* [GIVEN EXERCISE]
Copy the rows word for word, starting at the line that contains "Could you point to the bird's foot" and running through the last row, with both ends included.

[Rows of labeled points]

# # # #

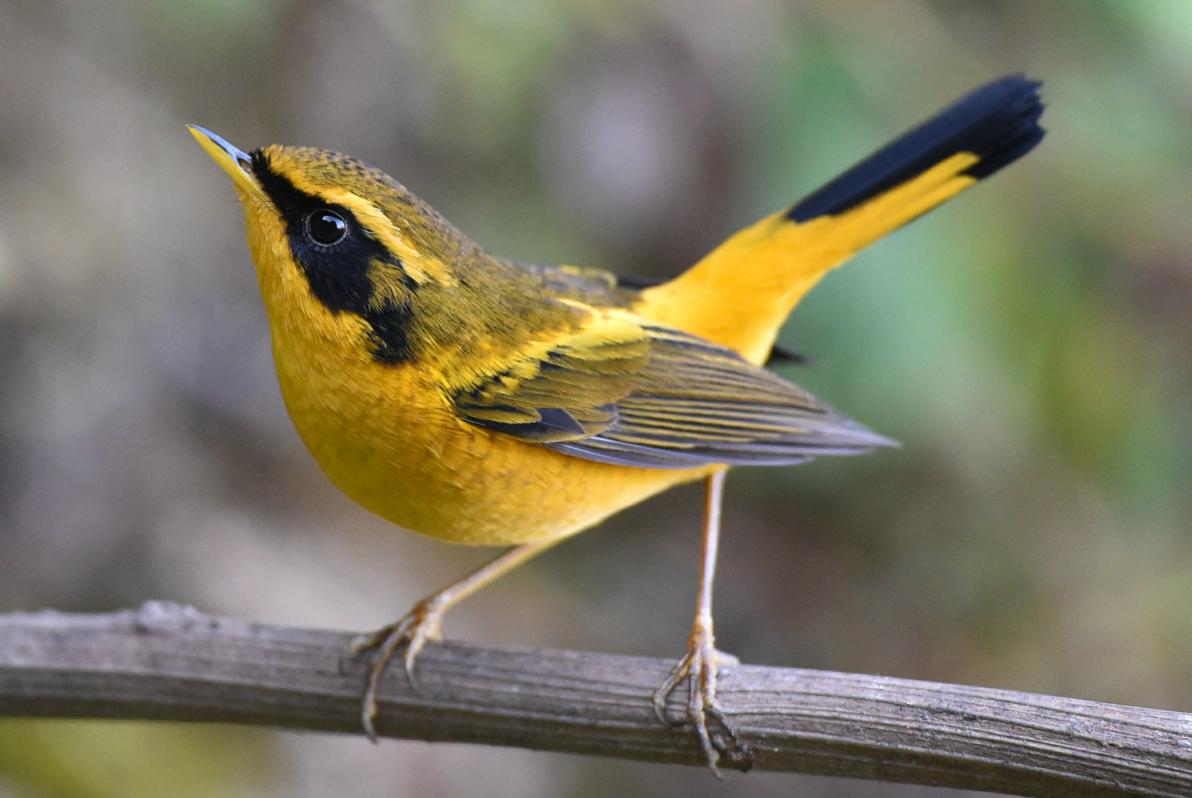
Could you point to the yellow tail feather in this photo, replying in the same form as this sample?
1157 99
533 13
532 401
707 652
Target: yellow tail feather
740 294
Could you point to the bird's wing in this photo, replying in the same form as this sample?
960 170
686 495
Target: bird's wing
620 390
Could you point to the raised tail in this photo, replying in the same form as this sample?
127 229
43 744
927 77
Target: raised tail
739 294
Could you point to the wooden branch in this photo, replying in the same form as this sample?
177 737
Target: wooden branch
169 662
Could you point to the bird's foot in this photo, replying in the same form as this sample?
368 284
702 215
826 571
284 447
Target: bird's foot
415 629
700 667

# # # #

* [SOLUTION TO THIS TASK]
Could you point to the bird's foot in this photo, replying in the same form as this sample?
368 284
702 215
826 571
284 447
Target: bird's foot
415 629
700 667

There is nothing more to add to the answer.